[WORK REQUEST 1]
According to the text excerpt, what do Audio Overviews produce from uploaded source material?
[WORK REQUEST 2]
From the text excerpt, write out the passage from "And we improved" to "iOS and Android.", swapping "developers" for "engineers".

[TEXT EXCERPT]

■ ■ ■ ■ ■

And we improved and updated AI Studio, which provides a host of resources for developers. It is now available as a progressive web app (PWA) that can be installed on desktop, iOS and Android.

Notably, it’s been exciting to see the public reception to several new features for NotebookLM, such as Audio Overviews, which can take uploaded source material and produce a “deep dive” discussion between two AI hosts.

NotebookLM Audio Overview

In this Audio Overview, two AI hosts dive into the world of NotebookLM updates.

More natural and intuitive handling of speech input and output remains at the core of several of our products: Gemini Live, Project Astra, Journey Voices and YouTube’s auto dubbing.

Continuing our long history of contributing innovations to the open community — such as with Transformers, TensorFlow, BERT, T5, JAX, AlphaFold and AlphaCode — we released two new models from Gemma, our state-of-the-art open model built from the same research and technology used to create the Gemini models. Gemma outperformed similarly sized open models on capabilities like question answering, reasoning, math / science and coding. And we released Gemma Scope, which provides tools that help researchers understand the inner workings of Gemma 2.

■ ■ ■ ■ ■

[DATA EXTRACT]
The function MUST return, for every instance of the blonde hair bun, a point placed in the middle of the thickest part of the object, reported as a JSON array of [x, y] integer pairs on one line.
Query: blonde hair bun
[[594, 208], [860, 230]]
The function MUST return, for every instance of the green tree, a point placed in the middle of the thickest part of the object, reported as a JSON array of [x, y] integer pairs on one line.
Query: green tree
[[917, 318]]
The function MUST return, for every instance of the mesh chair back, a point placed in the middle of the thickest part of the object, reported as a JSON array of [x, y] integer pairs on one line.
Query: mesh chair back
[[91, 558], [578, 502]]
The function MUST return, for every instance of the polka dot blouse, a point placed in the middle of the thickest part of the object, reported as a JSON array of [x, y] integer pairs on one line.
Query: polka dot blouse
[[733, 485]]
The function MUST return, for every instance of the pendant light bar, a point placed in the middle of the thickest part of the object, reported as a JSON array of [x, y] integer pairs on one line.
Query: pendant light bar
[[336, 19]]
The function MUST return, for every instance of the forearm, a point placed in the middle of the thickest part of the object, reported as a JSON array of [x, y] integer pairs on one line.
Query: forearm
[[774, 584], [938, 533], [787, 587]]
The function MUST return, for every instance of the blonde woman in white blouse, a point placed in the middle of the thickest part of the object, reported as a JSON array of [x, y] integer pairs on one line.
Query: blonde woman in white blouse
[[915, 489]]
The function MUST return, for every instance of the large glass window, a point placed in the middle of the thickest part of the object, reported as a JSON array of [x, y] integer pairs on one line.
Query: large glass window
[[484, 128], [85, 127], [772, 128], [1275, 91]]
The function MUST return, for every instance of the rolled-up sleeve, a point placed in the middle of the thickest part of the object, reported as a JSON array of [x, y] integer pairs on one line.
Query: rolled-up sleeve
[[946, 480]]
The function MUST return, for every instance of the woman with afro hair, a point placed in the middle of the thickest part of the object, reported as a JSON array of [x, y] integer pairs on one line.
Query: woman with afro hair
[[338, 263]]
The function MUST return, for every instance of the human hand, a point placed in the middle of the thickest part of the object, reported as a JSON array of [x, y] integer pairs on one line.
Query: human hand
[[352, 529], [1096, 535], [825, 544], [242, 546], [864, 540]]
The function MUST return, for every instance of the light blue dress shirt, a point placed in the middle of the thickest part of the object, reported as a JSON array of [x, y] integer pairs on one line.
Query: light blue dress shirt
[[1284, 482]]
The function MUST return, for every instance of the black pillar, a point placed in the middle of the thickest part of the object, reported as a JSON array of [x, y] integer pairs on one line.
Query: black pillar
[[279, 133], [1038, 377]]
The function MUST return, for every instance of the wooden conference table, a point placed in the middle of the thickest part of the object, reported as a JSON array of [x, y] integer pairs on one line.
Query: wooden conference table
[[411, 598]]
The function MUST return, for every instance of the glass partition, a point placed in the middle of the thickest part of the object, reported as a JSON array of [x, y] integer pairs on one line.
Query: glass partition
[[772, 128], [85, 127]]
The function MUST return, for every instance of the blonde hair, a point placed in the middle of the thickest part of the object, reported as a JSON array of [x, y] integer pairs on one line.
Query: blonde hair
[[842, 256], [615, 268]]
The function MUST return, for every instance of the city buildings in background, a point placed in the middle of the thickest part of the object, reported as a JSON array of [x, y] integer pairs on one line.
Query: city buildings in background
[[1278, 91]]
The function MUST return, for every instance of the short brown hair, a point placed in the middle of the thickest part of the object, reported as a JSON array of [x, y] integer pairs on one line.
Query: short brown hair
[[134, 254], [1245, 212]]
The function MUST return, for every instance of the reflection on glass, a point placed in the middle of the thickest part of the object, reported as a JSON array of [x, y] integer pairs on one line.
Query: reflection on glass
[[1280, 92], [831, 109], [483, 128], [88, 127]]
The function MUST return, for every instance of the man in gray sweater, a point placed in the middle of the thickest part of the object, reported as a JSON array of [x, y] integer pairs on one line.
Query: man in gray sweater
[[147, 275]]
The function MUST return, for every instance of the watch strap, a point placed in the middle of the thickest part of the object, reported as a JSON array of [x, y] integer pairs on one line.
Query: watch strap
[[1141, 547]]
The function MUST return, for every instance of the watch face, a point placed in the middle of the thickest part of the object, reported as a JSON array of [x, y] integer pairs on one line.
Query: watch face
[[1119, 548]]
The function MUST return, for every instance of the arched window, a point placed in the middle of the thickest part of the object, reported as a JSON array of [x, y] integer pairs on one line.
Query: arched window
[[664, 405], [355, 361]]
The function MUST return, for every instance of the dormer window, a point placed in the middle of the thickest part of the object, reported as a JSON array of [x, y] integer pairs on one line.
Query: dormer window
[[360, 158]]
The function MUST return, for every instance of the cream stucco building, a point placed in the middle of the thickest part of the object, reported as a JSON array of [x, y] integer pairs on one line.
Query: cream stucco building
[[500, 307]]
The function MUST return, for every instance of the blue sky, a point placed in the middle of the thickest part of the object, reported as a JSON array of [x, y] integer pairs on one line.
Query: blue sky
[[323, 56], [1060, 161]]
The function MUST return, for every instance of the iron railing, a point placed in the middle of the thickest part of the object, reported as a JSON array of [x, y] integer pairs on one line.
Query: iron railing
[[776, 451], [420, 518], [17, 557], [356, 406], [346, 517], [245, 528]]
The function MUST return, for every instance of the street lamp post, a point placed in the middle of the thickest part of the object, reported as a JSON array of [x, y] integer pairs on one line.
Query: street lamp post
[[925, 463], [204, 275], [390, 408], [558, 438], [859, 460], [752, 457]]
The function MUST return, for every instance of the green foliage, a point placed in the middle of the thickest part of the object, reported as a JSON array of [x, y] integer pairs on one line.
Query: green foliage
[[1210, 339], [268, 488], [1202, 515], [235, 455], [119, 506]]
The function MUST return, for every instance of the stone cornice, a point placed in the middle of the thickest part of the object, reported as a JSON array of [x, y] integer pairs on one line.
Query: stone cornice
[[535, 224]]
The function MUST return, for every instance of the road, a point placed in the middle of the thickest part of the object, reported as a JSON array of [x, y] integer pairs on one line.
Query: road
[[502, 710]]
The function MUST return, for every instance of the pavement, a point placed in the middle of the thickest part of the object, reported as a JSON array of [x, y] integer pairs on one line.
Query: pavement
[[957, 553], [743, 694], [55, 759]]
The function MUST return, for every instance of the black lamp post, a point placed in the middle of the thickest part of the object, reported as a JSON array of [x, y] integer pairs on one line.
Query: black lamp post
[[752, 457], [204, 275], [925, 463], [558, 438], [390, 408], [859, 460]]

■ ■ ■ ■ ■

[EXERCISE SOLUTION 1]
A "deep dive" discussion between two AI hosts.

[EXERCISE SOLUTION 2]
And we improved and updated AI Studio, which provides a host of resources for engineers. It is now available as a progressive web app (PWA) that can be installed on desktop, iOS and Android.